*The exercise*:
Pick out every line in the data below that contains the word "head", and copy each of those lines.

*Provided records*:
----------

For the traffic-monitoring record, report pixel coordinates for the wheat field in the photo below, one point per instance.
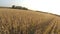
(14, 21)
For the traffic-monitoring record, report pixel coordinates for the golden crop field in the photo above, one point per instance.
(14, 21)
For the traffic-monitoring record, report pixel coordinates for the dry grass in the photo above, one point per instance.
(14, 21)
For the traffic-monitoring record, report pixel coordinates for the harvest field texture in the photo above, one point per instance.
(14, 21)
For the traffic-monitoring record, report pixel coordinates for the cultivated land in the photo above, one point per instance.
(14, 21)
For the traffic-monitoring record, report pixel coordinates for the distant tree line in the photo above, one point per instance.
(19, 7)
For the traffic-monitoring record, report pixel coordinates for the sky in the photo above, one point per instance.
(50, 6)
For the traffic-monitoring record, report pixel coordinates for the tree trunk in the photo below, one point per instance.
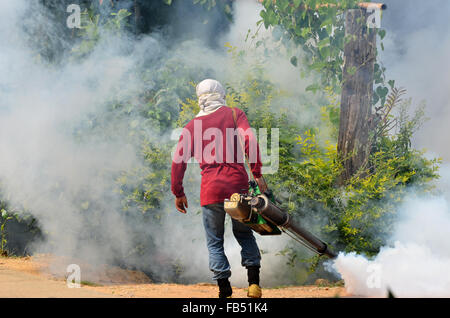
(357, 91)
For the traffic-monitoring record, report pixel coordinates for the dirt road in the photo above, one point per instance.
(28, 277)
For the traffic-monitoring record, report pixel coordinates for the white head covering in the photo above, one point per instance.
(211, 96)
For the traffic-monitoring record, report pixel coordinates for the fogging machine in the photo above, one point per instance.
(258, 211)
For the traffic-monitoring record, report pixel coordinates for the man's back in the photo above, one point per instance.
(213, 142)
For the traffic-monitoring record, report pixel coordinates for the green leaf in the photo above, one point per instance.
(313, 88)
(294, 61)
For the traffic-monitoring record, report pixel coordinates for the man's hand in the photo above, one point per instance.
(181, 204)
(261, 184)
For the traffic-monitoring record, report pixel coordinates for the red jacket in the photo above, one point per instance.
(220, 177)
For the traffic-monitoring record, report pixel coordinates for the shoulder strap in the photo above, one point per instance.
(242, 144)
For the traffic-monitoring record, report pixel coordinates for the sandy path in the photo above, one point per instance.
(26, 277)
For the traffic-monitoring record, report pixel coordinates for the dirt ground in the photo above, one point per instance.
(36, 277)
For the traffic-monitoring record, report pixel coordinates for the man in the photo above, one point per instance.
(220, 179)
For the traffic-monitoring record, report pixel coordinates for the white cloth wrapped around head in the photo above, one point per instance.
(211, 96)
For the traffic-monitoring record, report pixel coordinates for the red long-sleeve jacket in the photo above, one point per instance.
(212, 141)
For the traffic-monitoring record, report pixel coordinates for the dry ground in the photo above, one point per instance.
(30, 277)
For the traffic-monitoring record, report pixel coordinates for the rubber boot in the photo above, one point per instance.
(254, 291)
(225, 290)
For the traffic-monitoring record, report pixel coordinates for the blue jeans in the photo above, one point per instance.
(214, 223)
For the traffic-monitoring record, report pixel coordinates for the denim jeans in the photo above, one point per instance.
(214, 223)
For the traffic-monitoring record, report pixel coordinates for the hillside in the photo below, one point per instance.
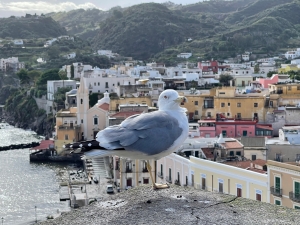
(143, 30)
(80, 22)
(176, 205)
(30, 27)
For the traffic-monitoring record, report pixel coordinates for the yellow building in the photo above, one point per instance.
(218, 177)
(67, 129)
(114, 103)
(284, 184)
(287, 68)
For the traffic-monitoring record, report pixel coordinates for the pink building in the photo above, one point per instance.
(173, 169)
(233, 128)
(266, 81)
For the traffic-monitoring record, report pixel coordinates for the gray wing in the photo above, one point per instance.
(150, 133)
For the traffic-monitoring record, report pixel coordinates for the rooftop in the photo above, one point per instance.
(176, 205)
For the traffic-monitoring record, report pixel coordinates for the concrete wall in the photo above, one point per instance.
(42, 103)
(232, 177)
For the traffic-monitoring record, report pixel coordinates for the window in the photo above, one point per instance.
(258, 195)
(95, 120)
(277, 202)
(297, 189)
(277, 185)
(224, 133)
(239, 190)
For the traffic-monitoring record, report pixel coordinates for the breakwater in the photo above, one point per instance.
(19, 146)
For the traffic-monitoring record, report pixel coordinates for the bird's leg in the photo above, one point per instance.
(155, 186)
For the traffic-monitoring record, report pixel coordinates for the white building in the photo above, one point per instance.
(52, 87)
(11, 63)
(184, 55)
(107, 53)
(71, 55)
(50, 42)
(18, 42)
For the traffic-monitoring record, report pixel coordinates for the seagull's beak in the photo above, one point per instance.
(181, 99)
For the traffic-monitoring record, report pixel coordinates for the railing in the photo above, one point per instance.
(177, 182)
(276, 191)
(169, 179)
(67, 127)
(160, 174)
(295, 197)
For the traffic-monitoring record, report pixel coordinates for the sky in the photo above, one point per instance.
(21, 7)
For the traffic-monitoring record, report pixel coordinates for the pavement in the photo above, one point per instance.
(175, 205)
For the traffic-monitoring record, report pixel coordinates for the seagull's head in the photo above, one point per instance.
(170, 100)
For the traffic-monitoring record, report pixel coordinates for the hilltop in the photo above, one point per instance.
(30, 27)
(176, 205)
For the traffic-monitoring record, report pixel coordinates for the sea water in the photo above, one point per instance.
(28, 191)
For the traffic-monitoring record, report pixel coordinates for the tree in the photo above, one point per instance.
(48, 75)
(224, 79)
(34, 75)
(23, 76)
(256, 68)
(270, 73)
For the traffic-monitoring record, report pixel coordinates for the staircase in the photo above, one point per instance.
(101, 167)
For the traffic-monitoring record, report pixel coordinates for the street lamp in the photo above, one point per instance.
(35, 214)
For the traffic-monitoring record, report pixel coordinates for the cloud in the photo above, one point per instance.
(43, 7)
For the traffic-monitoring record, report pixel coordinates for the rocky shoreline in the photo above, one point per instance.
(176, 205)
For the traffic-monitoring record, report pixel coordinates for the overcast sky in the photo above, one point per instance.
(20, 7)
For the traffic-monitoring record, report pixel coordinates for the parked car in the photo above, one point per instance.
(109, 189)
(95, 179)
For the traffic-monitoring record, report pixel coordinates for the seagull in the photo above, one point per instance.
(145, 136)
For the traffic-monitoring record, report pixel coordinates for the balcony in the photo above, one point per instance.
(276, 191)
(295, 197)
(169, 179)
(207, 128)
(160, 174)
(67, 127)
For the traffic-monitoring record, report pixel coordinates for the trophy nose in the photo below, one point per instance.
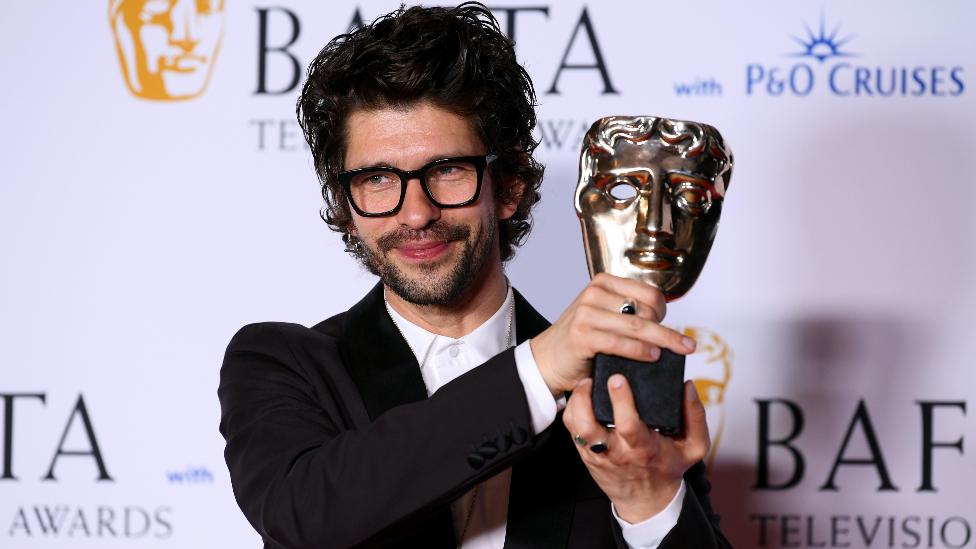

----------

*Reply*:
For the traffic-monitoring record, report pixel coordinates for the white head covering in the photo above, one point per instance.
For the traffic-monitoring record, report pixel coordinates for the white cloth wrapped around head in the photo above, one point per instance.
For the traffic-monitoring record, report pixel coordinates for the seagull's head in the photo above, one point per instance.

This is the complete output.